Input records:
☆ ☆ ☆ ☆ ☆ ☆ ☆
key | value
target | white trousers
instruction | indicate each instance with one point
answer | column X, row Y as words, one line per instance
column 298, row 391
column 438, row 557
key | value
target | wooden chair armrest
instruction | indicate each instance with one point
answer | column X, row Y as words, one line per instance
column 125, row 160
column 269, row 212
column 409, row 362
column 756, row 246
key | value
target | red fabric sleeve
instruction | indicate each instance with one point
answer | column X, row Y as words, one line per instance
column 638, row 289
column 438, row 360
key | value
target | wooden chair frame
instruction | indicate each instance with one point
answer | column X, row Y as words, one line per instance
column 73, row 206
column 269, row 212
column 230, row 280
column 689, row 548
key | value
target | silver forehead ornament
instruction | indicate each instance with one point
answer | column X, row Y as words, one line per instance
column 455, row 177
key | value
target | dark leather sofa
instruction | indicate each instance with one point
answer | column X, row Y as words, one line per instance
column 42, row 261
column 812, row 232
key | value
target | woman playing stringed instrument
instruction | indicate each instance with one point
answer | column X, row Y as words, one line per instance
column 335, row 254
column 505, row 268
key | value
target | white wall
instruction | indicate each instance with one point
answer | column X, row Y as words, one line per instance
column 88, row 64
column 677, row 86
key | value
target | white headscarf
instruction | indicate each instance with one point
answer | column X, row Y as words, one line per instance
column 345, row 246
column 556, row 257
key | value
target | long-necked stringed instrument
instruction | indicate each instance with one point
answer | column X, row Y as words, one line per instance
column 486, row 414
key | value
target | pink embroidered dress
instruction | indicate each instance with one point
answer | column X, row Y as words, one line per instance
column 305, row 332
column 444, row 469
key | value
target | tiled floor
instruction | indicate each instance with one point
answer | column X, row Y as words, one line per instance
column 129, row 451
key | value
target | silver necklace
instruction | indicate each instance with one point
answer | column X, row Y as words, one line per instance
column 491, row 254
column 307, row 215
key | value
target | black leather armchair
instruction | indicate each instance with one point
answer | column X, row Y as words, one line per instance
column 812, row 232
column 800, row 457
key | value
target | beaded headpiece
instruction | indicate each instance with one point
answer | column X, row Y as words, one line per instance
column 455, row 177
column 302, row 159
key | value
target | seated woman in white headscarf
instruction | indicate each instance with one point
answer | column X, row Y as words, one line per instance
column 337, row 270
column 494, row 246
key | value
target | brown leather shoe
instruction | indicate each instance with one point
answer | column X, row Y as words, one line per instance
☆ ☆ ☆ ☆ ☆ ☆ ☆
What the task asks: No line should appear in the answer except those from the one containing "target | silver necklace" through the last line of the listing, each retyped exactly.

Response for this exercise:
target | silver necklace
instruction | indicate each instance with one point
answer | column X, row Y as words, one line per instance
column 491, row 254
column 307, row 215
key | value
target | black leather armchair
instruction | indicate each instance with one point
answer | column X, row Y as words, one line per instance
column 812, row 232
column 800, row 457
key | value
target | beaded headpiece
instruction | indicate each instance with one point
answer | column X, row Y as words, one line per instance
column 455, row 177
column 302, row 159
key | value
target | seated woman in white headscarf
instruction | indicate each instance with one point
answer | column X, row Y as words, one line per instance
column 337, row 270
column 494, row 246
key | value
target | brown leather shoe
instruction | indicate each instance with one point
answer | column X, row Y as words, one line per instance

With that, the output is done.